● **本文**

┌──

千眼美子が今どのような生活を送っているのだろうか。話を伺えると聞いた時にまず思い浮かんだのはそんな疑問だった。
どんなリズムで生活をしているのか、以前と比べてどのくらい変化したのか、そして今後女優としての展望は? そういったことを伺えたらと思った。

アニメーション映画『宇宙の法―黎明編―』が10月12日(金)より日米同時公開となる。その中で千眼は重要なキャラクターである宇宙最強の女帝ザムザを演じる。
千眼の声優出演は『龍の歯医者』以来2度目だ。『龍の歯医者』での演技は素晴らしいものだったが、今回話をうかがっていくと、彼女らしい苦悩とでもいえばいいのか、当時のアフレコでの様子も語ってくれた。
声優への思いはもちろん、身の回りのことから役へ取り組む姿勢、驚くような状態からスタートした歌手活動、好きなアニメ作品など、千眼の心を形作っているいくつか。
このインタビューを通じて何かを受け取ってもらえたら何よりだ。
[取材・構成=細川洋平]

■役は作るんじゃなくて、なる

――最近はどんな毎日を過ごしているのでしょうか。

千眼
普段は”聖務"と呼んでいる仕事をして過ごしています。
今日のように取材や撮影がある時は女優として出てきて、それ以外は出家者でもあるので、勉強をする毎日ですね。
お祈りや瞑想もしますし、仕事場でパソコンを使い事務をしたりもしています。そのなかで女優業を行っていますので、役に向けた準備とかもしつつ。

出家してからはありがたい事にいろんなお仕事に挑戦させていただいています。歌もやり始めたのでそのレッスンに通ったりという日々を過ごしています。

――そんな中で今回の『宇宙の法―黎明編―』のザムザ役を演じる事になりました。役作りはどういう風に進めていったのでしょうか。

千眼
ザムザさんは、弱肉強食の世界の頂点にいながらそれを正義だと思っている存在です。だから最初、私には分からないなあ難しいなあと思うことがたくさんありました。
「生身でやれ」と言われても私には絶対無理な役ですし。

――そうですね(笑)。

└──

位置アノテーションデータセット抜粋
┌──

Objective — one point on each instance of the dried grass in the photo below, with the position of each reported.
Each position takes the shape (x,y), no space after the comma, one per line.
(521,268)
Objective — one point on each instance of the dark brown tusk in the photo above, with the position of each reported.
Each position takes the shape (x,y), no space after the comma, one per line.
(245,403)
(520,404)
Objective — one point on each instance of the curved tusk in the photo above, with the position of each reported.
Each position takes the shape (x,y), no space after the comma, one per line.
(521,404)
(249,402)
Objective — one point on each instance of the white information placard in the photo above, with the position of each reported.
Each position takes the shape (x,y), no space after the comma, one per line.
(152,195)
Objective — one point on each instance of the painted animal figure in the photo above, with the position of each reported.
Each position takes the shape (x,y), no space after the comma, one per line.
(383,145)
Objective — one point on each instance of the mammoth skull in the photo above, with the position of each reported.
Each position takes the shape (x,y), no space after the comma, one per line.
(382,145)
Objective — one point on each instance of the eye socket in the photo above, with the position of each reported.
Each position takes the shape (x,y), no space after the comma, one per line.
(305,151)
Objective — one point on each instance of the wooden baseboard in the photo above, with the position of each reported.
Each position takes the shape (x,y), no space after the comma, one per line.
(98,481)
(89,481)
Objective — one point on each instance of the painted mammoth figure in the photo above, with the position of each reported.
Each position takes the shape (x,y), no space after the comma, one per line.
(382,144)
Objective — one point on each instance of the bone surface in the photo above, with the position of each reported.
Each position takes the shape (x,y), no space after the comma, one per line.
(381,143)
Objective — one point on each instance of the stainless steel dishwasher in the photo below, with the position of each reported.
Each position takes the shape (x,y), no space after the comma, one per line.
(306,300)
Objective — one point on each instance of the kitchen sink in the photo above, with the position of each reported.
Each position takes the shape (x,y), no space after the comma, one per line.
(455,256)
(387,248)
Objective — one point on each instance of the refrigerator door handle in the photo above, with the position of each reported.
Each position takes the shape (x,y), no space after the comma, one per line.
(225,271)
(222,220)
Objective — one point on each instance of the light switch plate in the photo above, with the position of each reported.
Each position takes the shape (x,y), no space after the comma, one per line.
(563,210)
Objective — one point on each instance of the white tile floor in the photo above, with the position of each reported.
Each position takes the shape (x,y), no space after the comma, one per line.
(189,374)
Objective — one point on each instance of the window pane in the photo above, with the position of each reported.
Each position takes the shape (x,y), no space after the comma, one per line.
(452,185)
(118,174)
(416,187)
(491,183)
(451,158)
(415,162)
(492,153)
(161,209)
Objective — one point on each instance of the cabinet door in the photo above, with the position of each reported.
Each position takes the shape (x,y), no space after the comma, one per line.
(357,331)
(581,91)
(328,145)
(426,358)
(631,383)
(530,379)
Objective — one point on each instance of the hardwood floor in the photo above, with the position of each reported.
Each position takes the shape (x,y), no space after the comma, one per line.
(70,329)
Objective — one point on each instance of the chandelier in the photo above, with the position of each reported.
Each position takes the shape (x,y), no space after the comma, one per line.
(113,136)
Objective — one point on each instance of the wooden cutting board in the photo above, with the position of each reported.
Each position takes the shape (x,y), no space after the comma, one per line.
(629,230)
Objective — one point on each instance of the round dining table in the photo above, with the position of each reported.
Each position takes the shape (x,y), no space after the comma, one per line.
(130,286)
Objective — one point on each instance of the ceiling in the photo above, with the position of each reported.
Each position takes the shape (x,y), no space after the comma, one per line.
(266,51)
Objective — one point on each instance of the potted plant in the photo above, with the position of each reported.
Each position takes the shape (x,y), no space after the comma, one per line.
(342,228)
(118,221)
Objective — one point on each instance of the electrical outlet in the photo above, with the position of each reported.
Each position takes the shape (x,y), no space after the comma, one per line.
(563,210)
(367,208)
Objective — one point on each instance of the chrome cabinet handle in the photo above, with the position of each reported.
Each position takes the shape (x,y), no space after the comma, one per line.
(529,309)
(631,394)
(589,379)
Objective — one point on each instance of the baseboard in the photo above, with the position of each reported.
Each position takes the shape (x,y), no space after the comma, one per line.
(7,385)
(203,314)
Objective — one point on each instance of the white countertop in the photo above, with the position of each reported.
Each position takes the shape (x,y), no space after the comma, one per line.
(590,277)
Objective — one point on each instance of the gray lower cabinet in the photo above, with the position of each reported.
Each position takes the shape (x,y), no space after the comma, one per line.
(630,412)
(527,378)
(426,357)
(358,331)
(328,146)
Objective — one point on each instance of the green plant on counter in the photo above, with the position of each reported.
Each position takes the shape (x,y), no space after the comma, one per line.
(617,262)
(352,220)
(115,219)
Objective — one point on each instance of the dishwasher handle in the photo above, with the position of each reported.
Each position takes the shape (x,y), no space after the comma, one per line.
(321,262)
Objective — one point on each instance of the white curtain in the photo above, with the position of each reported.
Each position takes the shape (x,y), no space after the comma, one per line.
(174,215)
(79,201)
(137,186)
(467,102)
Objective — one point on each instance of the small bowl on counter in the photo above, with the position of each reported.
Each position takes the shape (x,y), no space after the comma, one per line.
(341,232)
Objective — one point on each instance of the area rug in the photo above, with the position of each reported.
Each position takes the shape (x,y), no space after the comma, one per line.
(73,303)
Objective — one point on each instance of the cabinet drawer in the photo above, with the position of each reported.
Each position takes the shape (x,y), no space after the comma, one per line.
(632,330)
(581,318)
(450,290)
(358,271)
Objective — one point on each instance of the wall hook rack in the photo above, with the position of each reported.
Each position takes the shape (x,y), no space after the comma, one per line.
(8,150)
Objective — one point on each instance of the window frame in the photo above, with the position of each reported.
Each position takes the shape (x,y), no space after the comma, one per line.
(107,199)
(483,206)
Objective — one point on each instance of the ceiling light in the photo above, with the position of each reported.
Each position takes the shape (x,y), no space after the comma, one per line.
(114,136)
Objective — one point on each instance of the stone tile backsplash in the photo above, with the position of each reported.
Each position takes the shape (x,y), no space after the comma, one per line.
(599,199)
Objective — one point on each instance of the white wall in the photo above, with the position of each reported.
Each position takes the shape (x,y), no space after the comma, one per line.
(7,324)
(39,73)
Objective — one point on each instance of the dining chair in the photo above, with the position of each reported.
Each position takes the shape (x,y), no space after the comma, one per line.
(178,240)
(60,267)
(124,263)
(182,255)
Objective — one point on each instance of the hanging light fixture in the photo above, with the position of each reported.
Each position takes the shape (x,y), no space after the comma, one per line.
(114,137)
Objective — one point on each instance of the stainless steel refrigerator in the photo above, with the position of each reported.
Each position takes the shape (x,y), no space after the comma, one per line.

└──

● **課題の内容**
(a) インタビューによると、千眼は『宇宙の法―黎明編―』でどのキャラクターを演じるか。
(b) インタビュー中の「お祈りや瞑想もしますし」で始まる文で、千眼が自分の行っていることとして挙げている活動をすべて書き出せ。

● **課題の解答**
(a) 宇宙最強の女帝ザムザ

(b) お祈り、瞑想、仕事場でパソコンを使った事務